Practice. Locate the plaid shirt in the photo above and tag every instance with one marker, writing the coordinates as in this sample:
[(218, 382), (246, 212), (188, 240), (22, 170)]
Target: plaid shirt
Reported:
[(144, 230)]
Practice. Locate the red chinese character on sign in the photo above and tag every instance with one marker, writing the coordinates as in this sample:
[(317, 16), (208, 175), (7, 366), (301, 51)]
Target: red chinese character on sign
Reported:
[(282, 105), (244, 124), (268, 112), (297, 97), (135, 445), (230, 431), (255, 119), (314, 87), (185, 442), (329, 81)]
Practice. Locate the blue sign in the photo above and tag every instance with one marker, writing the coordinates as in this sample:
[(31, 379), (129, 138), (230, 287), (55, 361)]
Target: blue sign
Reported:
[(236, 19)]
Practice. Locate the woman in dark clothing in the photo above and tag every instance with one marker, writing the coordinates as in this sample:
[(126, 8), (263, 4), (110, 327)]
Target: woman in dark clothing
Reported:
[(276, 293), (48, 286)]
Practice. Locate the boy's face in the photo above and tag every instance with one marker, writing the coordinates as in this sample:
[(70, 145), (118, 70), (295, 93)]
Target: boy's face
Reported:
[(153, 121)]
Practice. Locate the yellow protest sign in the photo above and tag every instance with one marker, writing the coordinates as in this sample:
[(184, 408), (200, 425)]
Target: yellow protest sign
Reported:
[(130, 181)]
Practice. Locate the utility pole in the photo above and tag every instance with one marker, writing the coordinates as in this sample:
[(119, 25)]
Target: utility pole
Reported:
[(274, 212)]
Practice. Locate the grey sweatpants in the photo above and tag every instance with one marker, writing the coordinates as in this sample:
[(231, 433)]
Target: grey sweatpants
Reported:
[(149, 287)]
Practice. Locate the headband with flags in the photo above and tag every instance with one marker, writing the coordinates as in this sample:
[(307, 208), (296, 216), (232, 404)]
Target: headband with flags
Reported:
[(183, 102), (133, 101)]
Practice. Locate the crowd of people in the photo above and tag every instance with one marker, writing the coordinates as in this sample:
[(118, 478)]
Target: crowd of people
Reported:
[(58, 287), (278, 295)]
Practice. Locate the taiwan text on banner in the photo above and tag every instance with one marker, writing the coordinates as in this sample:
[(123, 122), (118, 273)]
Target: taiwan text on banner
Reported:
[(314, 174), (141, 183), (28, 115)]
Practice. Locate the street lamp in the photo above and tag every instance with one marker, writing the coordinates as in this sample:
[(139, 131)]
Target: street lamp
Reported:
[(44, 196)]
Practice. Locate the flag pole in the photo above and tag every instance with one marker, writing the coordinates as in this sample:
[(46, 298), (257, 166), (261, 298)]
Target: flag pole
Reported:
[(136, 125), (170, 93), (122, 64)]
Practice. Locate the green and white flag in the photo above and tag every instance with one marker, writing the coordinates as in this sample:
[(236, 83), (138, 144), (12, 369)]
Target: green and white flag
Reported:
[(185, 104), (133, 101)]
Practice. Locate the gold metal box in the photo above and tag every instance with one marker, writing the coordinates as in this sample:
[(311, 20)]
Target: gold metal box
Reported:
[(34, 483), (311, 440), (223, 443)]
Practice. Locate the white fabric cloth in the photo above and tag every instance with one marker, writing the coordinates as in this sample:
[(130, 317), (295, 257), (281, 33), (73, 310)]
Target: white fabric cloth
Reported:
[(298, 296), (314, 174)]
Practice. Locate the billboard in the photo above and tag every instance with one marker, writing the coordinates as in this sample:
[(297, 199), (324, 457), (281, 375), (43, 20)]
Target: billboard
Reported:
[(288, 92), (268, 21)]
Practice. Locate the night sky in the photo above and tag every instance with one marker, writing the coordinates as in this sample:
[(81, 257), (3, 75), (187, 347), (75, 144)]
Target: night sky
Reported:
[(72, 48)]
--- --- ---
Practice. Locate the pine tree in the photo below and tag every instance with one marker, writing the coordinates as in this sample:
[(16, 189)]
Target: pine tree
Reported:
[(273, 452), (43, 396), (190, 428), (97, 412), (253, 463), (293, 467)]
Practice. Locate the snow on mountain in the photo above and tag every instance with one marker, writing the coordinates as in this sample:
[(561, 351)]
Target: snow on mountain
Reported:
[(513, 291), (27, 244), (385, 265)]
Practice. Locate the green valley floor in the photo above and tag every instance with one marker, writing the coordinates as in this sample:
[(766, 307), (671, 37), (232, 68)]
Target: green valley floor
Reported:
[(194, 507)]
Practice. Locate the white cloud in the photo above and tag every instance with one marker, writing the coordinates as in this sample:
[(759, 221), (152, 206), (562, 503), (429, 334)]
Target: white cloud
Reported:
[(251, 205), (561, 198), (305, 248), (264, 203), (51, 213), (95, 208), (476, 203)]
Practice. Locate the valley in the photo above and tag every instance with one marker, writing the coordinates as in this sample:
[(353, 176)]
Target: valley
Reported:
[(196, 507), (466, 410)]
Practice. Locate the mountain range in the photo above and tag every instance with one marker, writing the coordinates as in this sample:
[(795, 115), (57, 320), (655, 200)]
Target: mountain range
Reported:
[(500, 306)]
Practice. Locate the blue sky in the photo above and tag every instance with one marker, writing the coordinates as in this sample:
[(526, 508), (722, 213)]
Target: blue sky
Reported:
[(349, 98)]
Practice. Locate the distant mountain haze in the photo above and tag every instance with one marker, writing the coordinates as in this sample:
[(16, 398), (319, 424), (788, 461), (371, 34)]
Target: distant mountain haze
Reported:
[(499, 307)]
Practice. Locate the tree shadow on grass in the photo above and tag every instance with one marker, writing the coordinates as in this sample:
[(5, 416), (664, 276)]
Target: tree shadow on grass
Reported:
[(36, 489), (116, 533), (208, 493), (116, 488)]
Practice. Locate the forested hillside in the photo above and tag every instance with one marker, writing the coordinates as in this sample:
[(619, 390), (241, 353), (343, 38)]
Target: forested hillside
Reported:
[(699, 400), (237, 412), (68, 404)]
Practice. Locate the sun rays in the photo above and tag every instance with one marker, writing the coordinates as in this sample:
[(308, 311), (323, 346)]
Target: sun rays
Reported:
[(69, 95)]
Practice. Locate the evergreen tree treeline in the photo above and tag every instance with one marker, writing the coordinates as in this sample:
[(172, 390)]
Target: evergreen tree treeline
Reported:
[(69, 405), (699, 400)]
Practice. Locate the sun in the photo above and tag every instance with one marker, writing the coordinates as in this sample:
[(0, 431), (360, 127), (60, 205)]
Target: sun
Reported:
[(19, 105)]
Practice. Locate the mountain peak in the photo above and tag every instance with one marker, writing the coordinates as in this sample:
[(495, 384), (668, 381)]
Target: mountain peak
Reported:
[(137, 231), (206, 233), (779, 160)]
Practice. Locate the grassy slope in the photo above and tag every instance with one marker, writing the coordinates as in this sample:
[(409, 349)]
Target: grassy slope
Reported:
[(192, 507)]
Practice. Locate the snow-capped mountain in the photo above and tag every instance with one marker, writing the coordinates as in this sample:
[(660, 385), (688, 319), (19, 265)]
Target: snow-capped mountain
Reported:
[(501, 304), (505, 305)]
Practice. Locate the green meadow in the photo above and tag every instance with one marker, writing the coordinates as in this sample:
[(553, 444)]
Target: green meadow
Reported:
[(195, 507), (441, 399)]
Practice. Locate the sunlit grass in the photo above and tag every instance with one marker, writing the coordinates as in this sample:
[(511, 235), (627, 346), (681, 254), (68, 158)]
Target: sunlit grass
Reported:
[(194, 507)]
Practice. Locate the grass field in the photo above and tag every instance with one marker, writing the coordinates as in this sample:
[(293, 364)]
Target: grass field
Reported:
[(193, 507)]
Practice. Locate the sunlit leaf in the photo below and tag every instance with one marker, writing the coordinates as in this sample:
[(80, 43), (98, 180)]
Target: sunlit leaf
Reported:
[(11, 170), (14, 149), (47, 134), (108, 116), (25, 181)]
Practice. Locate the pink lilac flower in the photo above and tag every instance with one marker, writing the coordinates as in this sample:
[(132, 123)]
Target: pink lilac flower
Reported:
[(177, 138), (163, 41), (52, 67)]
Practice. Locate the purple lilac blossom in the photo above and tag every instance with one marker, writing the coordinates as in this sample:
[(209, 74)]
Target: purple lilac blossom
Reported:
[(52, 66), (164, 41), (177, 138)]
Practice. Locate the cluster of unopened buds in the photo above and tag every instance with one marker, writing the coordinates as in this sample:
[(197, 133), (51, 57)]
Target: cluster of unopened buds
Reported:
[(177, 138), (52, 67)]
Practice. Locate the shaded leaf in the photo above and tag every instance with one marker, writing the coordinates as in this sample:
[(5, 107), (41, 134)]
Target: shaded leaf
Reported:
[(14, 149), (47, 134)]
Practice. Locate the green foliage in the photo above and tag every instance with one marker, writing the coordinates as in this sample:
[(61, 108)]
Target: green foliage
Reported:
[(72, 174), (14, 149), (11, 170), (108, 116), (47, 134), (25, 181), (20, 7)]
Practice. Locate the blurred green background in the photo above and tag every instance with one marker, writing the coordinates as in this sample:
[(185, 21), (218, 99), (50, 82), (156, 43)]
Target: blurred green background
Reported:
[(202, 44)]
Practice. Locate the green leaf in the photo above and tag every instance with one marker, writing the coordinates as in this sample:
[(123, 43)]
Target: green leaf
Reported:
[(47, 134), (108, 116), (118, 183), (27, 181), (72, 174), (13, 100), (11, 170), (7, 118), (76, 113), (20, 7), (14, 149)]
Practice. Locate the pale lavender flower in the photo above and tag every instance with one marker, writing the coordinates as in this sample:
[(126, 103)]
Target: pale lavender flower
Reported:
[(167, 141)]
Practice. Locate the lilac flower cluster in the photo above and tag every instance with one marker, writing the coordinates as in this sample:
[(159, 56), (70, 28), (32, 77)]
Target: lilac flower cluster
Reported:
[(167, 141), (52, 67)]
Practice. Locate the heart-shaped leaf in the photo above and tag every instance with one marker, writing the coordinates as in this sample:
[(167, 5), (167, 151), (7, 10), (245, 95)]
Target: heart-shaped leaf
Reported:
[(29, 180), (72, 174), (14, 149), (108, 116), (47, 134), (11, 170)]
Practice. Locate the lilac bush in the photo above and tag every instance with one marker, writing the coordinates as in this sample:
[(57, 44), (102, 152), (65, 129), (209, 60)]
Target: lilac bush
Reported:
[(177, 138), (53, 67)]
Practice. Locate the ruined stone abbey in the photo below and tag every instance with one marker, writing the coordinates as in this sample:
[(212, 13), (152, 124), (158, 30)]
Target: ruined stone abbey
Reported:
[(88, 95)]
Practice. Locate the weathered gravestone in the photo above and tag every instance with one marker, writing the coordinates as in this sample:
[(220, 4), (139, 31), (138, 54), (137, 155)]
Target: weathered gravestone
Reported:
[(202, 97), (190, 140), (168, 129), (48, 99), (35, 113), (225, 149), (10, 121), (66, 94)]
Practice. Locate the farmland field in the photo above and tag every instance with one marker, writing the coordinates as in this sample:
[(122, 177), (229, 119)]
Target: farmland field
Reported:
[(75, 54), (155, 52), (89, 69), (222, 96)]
--- --- ---
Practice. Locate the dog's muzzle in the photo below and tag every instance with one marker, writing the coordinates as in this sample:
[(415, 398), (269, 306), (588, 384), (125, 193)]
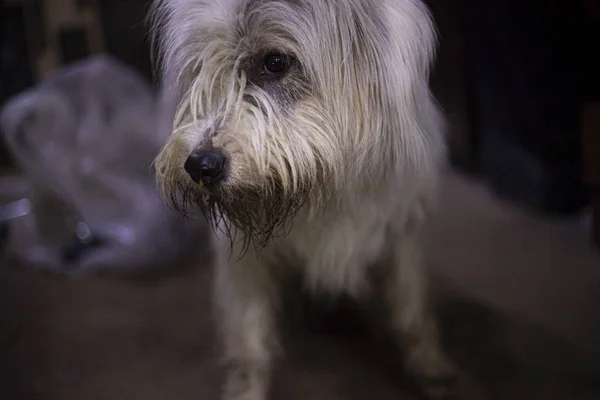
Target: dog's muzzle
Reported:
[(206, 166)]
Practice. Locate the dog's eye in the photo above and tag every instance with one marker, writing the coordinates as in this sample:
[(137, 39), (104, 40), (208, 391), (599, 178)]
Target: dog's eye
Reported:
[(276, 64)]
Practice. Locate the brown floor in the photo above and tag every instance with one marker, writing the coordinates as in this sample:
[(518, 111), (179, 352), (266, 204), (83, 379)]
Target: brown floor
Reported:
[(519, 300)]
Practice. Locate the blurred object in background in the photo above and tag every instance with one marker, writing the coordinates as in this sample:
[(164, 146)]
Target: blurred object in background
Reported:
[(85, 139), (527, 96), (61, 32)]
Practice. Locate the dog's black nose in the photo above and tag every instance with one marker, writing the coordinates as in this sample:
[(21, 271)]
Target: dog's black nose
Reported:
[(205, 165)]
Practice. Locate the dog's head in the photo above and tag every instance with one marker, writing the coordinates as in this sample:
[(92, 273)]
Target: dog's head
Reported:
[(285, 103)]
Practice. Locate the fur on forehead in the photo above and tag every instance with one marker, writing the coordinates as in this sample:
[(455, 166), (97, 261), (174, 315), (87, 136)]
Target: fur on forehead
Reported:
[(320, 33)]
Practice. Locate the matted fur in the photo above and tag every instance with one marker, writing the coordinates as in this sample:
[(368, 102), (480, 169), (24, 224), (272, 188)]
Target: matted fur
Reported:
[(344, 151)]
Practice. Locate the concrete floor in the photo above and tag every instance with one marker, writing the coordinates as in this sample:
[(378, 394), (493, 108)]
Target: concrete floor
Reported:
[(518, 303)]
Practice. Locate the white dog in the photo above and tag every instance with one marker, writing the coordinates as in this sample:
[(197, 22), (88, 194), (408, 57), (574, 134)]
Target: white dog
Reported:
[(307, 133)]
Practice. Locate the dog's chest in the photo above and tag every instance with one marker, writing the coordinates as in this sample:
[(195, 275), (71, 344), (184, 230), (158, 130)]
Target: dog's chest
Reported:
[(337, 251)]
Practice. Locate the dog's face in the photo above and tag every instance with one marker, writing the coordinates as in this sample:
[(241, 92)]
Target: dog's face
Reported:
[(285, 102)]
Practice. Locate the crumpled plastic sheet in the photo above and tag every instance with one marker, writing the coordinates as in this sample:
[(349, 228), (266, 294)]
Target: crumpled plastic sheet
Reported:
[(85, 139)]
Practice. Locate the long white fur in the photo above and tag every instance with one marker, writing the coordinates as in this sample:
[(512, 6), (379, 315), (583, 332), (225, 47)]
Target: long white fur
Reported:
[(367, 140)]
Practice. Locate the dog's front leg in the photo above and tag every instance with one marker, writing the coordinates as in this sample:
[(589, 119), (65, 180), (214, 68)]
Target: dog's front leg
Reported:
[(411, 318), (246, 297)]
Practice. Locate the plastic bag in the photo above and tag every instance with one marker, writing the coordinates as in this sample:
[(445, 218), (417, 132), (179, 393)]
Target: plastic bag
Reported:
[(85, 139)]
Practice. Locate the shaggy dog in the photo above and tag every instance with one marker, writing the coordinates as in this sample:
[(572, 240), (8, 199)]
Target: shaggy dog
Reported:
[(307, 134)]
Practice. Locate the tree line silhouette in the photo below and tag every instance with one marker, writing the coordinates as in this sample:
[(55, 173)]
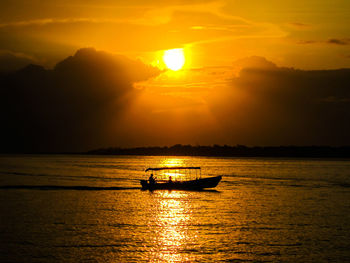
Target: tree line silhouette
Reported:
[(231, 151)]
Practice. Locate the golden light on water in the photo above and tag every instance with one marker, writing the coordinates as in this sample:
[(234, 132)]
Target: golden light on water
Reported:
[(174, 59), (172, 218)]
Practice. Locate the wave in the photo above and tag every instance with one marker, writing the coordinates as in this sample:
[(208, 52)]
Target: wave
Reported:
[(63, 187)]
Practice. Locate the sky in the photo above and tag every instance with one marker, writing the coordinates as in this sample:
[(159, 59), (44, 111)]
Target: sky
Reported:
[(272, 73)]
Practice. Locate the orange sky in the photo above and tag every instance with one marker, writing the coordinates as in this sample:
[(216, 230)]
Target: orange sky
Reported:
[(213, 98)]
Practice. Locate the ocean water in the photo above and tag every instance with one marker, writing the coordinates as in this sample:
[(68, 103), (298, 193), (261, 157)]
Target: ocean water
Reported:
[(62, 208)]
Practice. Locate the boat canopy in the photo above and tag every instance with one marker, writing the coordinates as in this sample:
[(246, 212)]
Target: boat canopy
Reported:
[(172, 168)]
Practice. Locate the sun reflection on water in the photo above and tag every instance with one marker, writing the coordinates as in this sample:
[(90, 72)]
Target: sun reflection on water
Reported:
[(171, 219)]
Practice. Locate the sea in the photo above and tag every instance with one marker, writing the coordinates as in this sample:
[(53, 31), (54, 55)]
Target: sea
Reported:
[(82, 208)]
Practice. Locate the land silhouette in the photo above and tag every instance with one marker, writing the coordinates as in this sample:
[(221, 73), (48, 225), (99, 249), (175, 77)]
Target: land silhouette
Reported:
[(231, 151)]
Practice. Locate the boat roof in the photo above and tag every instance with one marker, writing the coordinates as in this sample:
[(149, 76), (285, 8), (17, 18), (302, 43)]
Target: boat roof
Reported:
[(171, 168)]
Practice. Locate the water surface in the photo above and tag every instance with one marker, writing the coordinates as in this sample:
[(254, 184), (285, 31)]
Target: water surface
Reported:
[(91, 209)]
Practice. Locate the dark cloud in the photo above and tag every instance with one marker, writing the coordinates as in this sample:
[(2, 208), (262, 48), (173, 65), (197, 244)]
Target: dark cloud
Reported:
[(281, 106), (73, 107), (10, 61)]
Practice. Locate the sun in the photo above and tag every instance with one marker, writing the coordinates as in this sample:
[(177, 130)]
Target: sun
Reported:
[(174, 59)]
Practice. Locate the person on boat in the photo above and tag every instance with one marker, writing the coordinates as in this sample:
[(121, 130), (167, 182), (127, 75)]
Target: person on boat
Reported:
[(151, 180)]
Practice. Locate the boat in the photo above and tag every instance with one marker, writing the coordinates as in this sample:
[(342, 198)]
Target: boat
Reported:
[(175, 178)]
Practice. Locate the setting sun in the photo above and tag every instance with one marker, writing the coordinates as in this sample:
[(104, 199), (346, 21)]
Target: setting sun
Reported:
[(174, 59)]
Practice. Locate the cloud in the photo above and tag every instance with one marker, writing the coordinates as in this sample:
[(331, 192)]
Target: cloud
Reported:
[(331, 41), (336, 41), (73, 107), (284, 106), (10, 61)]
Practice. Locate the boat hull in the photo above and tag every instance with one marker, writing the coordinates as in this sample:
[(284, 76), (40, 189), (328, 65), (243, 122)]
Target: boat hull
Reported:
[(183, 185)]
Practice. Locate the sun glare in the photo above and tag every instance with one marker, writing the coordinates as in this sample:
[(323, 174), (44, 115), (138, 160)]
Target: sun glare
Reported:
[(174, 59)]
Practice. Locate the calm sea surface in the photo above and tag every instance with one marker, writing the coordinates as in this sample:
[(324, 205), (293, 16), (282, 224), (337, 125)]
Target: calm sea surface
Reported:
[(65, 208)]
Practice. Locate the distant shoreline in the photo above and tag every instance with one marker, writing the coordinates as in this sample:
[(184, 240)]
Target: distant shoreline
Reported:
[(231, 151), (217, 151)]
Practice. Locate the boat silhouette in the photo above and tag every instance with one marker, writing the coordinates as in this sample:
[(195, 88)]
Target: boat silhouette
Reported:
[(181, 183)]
--- --- ---
EXERCISE BRIEF — Across the entries above, find each line with the word "headband" and please copy it out.

WORKED SOLUTION —
Practice. Locate the headband with flags in the photo above and tag every instance with one marker, writing the coordinates as in this sample:
Target: headband with flags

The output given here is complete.